» **CONSIGNE**:
Répondez, s'il vous plaît, à ces questions sur le texte consacré à l'exercice de cyberguerre :
(a) Quel budget la résolution prévoit-elle, et sur quelle période sera-t-il investi ?
(b) Combien d'étudiants portent la polaire floquée au nom de l'évènement cette année ?
(c) Combien de cybercombattants compte chacune des équipes Cryptotanga et Anuméric ?
------ TEXTE FOURNI ------
Une opportunité unique de recrutement 

 

“La seule cyberguerre en France”, selon Marion Gilson, responsable du parcours 2SI de l’école, est organisée par le ministère des Armées et plus particulièrement le Commandement de la cyberdéfense (COMCYBER). L’évènement nécessite une préparation de 11 mois, avec l’aide de professionnels, dont les entreprises sont partenaires, et d’associations de hackeurs éthiques. Les militaires déambulant dans le gymnase observent le travail des étudiants pour proposer à certains des offres de stages et d’emploi à la fin du programme. L’exercice de cyberguerre est l’occasion de faire découvrir aux étudiants l’univers de l’armée et les métiers, avec un objectif plus large, celui de renforcer l’esprit de défense de la France. Le tout selon la volonté du président Macron, exprimée en 2022, à savoir mettre la France au premier rang mondial en résilience cyber. La résolution comprend un budget de 4 milliards d’euros, investis entre 2024 et 2030, et le recrutement de 1000 rares talents cyber dans l’armée d’ici à 2030. Les profils désirés, hackers éthiques, cyber combattants chargés de la protection et de la sécurisation des systèmes, linguistes et psychologues, rejoindront un effectif militaire cyber de 4500 personnes.  

 

Une organisation militarisée  

 

Alors qu’ils étaient 90 l’année dernière, ils sont désormais 115 étudiants à porter la polaire bleu canard floquée au nom de l’évènement : Cyber Humanum Est. “On a été déconnectés quand ?”, demande un étudiant, une cigarette à la main. L’immersion est totale, le brouhaha environnant des participants et des 10% de participantes concerne encore et toujours le même sujet, l’exercice en cours. L’élève en question fait partie de l’équipe Cryptotanga, une nation factice en cyberguerre avec le pays Anuméric pour décrocher un contrat dans l’état insulaire nommé malicieusement Riverchelles. Cryptotanga et Anuméric ont chacun un effectif de 50 cybercombattants, les 15 restants travaillent pour l’organisation non étatique APT54, des activistes protégeant les intérêts de Riverchelles.
------ DONNÉES BRUTES ------
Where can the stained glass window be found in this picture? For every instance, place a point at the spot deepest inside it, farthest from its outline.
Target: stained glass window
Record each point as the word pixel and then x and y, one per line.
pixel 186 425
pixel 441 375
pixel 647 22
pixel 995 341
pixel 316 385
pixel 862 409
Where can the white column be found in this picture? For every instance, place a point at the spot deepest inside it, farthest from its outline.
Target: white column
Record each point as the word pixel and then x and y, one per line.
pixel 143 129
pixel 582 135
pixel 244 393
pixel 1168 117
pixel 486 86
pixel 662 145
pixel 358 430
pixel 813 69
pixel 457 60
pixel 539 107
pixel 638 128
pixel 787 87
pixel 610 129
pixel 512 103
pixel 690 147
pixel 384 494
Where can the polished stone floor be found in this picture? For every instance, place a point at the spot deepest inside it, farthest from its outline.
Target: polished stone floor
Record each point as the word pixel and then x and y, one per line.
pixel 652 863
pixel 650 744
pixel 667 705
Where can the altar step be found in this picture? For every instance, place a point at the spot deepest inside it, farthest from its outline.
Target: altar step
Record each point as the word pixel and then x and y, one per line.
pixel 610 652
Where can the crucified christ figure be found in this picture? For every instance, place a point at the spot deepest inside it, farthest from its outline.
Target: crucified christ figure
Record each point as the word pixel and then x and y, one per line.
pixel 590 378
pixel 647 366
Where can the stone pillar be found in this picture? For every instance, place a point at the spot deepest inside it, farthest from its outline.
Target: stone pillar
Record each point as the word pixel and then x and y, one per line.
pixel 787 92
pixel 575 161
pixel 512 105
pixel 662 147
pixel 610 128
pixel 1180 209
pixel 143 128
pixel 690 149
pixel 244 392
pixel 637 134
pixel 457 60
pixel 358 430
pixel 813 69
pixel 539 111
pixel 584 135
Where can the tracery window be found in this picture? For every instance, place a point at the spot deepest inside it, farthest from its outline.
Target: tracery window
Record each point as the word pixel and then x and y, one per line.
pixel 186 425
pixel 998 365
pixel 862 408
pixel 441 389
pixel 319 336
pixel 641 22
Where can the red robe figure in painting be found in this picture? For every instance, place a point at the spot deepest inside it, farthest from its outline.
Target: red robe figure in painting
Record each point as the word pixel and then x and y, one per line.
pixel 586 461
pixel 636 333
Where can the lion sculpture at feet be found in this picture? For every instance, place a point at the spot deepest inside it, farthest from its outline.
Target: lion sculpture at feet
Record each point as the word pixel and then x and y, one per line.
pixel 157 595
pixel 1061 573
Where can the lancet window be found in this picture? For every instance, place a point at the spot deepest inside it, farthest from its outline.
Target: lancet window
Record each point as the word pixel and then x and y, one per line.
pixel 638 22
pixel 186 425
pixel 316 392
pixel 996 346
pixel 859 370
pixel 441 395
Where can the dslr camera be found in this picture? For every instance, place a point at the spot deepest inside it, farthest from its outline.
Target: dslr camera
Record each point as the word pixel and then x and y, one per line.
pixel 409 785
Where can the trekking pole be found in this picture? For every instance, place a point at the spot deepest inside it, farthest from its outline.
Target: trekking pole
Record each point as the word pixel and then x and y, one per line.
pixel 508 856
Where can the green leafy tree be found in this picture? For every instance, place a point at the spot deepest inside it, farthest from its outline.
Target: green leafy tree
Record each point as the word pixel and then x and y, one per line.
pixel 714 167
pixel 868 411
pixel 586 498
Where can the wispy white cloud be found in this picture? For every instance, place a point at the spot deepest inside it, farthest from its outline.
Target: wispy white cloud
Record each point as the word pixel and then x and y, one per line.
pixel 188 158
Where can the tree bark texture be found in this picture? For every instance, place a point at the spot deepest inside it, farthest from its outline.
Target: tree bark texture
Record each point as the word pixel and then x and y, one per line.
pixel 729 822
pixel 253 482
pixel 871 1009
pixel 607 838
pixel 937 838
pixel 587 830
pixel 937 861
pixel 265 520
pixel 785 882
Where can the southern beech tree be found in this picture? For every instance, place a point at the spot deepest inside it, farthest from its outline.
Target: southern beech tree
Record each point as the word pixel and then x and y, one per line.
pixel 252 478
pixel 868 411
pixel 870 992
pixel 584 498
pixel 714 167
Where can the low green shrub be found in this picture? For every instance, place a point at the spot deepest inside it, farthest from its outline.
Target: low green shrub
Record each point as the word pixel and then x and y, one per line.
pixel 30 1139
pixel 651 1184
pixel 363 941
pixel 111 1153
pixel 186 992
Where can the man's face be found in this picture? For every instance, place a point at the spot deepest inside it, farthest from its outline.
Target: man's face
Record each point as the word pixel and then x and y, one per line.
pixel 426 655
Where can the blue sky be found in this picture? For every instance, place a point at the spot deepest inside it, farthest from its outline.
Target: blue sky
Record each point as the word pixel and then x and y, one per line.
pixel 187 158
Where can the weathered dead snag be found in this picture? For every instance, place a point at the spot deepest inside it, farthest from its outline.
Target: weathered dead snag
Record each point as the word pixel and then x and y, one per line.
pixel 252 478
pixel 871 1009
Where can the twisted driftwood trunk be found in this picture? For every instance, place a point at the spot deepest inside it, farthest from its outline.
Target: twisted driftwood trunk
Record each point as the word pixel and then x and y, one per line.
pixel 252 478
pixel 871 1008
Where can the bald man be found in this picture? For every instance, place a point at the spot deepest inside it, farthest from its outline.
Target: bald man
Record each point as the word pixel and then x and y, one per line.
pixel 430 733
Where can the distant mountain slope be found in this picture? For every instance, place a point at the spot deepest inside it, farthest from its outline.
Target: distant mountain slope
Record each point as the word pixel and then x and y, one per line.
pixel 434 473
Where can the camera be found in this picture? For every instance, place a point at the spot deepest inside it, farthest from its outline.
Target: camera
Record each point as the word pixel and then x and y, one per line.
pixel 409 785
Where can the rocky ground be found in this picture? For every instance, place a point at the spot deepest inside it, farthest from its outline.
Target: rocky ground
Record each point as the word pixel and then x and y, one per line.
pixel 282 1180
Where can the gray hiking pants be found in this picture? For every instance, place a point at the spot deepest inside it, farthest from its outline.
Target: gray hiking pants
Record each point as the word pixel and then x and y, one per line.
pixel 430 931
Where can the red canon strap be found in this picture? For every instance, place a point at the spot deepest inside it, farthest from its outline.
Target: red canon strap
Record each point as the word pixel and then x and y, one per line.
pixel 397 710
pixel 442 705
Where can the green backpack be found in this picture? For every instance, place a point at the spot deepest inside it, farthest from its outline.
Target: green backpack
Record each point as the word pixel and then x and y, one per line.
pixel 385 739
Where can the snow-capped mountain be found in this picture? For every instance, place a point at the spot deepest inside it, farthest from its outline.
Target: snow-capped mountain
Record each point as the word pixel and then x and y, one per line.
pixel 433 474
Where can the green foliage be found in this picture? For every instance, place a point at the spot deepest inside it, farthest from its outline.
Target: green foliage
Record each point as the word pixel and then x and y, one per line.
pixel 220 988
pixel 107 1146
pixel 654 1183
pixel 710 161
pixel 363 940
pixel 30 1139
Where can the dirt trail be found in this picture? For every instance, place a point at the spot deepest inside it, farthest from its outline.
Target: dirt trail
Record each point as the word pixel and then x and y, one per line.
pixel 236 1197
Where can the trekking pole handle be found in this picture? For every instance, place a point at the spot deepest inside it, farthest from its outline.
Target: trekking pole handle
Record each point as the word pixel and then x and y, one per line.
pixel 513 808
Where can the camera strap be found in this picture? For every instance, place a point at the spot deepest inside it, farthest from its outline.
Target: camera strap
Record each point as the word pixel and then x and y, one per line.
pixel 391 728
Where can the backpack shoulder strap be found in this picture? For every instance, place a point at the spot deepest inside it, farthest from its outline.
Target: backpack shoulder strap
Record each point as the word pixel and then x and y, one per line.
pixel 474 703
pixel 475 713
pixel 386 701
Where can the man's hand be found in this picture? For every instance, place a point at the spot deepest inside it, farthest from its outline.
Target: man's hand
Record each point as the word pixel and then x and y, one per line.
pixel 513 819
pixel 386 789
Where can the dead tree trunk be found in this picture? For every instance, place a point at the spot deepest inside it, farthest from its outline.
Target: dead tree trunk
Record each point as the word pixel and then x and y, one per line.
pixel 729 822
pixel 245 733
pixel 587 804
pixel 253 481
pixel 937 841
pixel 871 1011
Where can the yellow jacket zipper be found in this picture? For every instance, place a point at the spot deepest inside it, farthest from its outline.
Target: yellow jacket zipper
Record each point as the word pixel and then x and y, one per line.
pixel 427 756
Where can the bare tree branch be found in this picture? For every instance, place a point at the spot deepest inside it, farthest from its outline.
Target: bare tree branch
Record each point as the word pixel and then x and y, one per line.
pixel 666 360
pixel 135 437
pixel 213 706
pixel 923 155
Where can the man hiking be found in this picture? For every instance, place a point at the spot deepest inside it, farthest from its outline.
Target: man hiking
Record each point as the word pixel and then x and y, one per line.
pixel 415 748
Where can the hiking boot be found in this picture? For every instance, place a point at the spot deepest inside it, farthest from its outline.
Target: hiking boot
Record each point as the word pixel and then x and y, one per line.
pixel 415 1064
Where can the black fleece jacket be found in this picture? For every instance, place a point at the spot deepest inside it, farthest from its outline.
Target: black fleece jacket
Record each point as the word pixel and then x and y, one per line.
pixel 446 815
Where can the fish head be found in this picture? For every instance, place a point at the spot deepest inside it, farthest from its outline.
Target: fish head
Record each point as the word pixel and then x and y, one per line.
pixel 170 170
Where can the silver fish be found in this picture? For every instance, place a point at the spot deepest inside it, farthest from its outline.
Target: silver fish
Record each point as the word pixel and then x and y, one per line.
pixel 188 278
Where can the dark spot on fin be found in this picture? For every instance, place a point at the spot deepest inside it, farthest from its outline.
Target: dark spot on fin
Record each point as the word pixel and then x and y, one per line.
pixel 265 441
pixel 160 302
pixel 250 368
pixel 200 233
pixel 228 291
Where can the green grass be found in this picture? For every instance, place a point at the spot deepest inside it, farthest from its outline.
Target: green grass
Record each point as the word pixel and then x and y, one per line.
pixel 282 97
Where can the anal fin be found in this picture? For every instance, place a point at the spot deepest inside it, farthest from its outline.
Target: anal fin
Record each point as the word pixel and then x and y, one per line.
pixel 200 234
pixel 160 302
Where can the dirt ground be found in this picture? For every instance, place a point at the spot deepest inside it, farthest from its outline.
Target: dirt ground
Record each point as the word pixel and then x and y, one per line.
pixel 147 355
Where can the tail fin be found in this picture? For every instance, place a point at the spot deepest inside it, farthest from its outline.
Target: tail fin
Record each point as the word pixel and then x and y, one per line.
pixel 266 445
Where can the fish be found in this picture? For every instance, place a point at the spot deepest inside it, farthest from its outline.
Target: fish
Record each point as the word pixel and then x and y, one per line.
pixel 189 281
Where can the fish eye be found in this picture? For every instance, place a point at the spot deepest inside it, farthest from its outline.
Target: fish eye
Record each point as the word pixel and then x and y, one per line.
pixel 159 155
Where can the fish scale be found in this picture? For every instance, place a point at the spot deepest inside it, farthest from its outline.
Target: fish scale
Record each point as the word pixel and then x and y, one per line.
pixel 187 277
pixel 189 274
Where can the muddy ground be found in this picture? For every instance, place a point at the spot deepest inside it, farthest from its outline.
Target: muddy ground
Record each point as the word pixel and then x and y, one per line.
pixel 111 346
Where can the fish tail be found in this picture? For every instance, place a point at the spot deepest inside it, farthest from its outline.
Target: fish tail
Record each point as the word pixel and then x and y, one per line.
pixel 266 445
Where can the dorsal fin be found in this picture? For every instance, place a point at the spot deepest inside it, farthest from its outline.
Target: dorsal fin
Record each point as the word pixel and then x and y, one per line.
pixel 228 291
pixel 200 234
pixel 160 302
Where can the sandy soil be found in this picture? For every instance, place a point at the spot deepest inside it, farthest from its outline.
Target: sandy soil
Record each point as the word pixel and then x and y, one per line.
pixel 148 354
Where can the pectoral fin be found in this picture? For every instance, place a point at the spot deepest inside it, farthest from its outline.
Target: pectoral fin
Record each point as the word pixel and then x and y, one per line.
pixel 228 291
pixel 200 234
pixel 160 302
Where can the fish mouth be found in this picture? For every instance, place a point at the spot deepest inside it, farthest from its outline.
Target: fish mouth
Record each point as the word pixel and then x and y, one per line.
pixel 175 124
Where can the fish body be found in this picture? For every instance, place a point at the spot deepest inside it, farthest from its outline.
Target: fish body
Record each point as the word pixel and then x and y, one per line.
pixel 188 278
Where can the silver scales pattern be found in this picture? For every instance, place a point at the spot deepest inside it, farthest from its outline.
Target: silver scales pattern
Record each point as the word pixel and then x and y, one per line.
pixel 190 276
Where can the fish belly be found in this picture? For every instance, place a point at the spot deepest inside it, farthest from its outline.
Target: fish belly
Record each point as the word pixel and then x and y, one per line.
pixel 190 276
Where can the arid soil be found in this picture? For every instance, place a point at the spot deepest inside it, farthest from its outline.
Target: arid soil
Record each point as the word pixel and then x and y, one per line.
------
» **RÉPONSE**:
(a) 4 milliards d'euros, investis entre 2024 et 2030.
(b) 115 étudiants.
(c) 50 cybercombattants chacune.